## [What you are asked to do]
Copy the records below exactly as they appear.

<<<<

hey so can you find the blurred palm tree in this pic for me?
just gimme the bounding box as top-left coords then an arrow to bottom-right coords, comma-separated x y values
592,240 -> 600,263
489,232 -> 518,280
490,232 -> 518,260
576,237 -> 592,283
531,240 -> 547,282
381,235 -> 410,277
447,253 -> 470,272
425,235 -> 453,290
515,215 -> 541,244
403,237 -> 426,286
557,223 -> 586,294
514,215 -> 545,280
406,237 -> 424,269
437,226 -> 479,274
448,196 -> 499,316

>>>>

## [Your solution]
hey so can you find the blurred palm tree in this pic for me?
just gimme the bounding box as top-left coords then an arrow to bottom-right coords, comma-separated x y values
592,240 -> 600,263
489,232 -> 518,280
490,232 -> 518,260
576,237 -> 592,283
531,240 -> 547,282
381,235 -> 410,277
447,253 -> 470,272
425,235 -> 453,290
515,215 -> 541,244
403,237 -> 426,286
557,223 -> 586,294
514,215 -> 545,280
406,237 -> 424,269
437,226 -> 479,274
448,196 -> 499,316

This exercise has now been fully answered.